---------- Listed entries

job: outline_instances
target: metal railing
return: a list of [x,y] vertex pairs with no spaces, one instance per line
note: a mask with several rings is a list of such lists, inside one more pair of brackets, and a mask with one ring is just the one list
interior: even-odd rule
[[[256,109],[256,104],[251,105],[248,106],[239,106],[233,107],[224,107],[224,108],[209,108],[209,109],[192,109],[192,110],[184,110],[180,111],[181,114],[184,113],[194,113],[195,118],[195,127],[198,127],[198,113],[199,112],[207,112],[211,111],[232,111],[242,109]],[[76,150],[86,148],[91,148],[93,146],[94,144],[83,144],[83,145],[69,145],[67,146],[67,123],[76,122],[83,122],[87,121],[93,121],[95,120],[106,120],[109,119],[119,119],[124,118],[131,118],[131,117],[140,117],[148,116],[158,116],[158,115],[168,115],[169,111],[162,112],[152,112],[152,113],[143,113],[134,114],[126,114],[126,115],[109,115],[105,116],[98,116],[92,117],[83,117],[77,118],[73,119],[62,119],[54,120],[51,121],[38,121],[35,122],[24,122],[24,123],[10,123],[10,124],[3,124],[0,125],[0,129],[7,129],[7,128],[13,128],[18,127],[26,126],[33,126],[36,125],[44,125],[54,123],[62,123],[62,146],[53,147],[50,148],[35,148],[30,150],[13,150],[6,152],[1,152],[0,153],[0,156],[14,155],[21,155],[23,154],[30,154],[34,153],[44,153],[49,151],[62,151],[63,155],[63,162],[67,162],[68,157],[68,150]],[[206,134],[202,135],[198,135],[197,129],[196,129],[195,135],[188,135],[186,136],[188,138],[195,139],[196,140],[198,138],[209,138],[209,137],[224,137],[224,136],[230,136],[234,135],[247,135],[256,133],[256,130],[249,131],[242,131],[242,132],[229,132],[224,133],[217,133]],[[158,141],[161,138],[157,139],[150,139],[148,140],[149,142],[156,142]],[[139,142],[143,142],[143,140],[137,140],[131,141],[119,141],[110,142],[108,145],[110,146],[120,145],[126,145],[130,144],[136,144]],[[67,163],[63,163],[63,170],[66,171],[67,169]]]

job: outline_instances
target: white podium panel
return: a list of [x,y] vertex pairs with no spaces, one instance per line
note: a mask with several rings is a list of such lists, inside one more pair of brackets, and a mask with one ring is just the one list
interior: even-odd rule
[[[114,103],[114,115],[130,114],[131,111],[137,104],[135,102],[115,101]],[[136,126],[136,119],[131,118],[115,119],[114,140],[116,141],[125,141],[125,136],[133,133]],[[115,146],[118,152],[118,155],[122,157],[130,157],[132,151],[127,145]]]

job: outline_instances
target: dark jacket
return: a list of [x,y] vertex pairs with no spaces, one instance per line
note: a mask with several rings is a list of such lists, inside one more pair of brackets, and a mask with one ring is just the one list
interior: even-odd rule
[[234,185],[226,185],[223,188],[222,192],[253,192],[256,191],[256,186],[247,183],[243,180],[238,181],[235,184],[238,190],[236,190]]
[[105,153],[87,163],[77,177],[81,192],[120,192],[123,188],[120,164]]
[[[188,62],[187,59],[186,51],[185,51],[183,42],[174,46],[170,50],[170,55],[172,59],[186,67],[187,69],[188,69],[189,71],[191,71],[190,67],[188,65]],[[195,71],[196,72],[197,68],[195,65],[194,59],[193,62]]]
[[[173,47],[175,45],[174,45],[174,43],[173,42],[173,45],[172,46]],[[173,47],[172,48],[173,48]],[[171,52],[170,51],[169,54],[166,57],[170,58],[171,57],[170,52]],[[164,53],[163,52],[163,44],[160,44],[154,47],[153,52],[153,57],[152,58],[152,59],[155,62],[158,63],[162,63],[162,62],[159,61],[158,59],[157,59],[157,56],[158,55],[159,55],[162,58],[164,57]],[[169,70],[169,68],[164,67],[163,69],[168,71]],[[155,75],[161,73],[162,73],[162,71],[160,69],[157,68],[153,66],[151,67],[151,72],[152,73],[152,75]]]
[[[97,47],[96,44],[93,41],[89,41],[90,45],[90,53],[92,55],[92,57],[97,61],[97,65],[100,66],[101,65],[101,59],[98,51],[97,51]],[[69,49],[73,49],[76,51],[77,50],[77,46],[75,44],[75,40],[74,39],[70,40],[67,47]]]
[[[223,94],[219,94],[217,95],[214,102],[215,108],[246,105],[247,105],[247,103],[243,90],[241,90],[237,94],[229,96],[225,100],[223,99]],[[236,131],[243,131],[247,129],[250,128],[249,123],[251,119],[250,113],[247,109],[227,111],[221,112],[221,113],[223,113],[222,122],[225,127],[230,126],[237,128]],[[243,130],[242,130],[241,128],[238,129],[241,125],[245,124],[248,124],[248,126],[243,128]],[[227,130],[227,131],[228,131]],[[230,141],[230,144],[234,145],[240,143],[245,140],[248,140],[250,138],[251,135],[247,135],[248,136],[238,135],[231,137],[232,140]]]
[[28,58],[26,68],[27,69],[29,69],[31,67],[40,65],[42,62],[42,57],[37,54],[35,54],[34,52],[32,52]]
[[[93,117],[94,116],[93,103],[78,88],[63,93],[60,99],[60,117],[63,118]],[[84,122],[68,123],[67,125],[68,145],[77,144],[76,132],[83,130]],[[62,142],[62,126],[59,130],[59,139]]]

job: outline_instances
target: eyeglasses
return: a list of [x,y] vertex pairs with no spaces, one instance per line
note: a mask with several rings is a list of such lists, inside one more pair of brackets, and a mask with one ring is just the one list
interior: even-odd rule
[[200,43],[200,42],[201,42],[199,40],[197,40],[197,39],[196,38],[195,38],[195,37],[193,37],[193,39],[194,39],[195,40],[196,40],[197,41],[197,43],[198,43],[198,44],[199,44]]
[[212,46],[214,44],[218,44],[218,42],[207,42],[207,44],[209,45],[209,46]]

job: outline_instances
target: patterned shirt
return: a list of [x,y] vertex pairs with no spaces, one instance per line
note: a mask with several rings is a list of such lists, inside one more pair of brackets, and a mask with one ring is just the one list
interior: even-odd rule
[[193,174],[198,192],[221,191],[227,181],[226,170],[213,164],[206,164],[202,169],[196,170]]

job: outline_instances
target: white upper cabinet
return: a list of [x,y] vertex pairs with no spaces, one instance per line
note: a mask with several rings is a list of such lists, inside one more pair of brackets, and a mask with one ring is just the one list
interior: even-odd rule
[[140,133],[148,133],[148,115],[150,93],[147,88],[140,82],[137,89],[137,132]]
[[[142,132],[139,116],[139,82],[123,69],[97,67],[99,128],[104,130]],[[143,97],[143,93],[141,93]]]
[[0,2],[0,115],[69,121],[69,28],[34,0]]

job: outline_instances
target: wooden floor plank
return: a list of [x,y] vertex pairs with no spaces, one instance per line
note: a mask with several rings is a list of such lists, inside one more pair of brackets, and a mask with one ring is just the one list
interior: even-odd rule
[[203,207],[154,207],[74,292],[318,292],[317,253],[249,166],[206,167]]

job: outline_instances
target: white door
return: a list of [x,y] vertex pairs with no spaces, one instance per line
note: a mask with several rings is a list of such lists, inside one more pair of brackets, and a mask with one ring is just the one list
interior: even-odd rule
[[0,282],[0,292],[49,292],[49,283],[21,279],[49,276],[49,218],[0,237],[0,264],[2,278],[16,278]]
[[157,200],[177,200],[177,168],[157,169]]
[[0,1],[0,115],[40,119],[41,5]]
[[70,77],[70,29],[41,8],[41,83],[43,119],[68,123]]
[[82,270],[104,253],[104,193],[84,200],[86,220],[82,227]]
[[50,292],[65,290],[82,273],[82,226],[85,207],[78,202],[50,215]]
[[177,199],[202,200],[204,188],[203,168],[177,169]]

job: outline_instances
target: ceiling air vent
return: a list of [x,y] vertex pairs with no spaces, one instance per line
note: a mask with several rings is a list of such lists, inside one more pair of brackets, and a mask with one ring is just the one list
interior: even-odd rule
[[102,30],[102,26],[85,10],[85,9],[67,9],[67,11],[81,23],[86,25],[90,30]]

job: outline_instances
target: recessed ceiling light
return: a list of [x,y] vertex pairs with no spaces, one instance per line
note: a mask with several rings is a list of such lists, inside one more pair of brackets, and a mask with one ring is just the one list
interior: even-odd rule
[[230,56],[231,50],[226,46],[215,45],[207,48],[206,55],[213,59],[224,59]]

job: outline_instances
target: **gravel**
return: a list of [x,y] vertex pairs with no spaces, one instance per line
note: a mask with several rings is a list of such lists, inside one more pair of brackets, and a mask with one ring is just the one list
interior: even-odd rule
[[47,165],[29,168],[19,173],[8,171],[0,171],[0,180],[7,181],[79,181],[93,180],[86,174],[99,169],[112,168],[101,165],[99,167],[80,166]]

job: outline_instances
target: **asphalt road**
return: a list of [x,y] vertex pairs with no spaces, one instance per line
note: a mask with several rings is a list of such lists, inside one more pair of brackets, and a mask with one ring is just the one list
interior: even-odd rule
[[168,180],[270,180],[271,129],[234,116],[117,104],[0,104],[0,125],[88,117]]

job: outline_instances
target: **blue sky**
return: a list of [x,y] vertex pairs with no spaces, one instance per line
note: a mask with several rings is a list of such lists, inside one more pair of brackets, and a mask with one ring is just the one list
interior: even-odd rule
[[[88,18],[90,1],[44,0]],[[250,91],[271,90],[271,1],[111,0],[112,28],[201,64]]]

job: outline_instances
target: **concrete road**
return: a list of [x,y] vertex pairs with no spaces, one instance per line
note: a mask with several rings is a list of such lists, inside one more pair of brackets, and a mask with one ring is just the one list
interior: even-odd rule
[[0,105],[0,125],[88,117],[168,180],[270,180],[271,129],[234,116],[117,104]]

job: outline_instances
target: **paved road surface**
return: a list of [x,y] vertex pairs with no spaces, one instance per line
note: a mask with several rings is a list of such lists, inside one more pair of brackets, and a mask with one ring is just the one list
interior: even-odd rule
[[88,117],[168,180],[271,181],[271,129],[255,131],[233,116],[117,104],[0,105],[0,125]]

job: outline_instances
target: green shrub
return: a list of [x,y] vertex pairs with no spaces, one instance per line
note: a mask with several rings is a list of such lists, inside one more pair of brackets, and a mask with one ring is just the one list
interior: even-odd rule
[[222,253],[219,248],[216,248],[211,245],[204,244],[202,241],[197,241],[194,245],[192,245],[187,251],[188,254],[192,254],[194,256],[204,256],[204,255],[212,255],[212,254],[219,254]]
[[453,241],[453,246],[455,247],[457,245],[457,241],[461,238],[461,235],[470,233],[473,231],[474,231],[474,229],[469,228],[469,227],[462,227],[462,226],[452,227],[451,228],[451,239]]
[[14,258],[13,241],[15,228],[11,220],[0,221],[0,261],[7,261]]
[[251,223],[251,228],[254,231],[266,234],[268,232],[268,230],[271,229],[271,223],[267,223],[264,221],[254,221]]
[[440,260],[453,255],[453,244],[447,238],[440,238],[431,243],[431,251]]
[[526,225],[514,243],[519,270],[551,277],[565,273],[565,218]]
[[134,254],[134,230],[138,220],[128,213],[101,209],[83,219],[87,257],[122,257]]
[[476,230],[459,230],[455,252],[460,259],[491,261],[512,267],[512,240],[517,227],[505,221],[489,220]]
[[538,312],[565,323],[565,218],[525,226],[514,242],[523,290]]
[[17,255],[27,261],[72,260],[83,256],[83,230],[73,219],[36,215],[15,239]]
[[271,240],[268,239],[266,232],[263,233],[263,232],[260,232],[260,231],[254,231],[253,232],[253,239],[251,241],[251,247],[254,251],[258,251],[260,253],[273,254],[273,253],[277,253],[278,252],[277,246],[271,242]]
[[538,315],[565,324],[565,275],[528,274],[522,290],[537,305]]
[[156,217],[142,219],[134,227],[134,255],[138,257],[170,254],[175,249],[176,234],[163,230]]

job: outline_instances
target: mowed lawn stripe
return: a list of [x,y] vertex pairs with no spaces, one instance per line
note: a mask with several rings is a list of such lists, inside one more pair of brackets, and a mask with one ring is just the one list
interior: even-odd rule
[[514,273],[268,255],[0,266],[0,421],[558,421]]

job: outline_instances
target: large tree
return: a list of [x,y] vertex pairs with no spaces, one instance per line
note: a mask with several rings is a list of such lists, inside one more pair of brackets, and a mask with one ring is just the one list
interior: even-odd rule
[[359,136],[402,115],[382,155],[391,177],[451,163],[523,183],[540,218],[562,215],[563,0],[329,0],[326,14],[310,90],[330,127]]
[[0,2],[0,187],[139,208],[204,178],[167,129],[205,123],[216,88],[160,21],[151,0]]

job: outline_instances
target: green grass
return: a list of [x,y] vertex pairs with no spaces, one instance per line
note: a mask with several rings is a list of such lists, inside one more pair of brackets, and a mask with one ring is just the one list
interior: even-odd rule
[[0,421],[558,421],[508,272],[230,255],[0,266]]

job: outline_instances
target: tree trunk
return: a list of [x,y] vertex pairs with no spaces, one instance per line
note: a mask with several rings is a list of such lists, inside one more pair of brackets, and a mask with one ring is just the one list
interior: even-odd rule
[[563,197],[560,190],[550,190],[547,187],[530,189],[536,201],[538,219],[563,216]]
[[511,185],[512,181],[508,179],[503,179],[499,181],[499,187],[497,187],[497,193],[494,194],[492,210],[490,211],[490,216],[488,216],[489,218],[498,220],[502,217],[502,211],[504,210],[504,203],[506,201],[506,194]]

--------------------

• Aim of the exercise
Pull out each line of the material that contains the string "road". Case counts, so a line matches only if it has those letters in that same case.

• Task answer
target: **asphalt road**
target: **concrete road**
target: **paved road surface**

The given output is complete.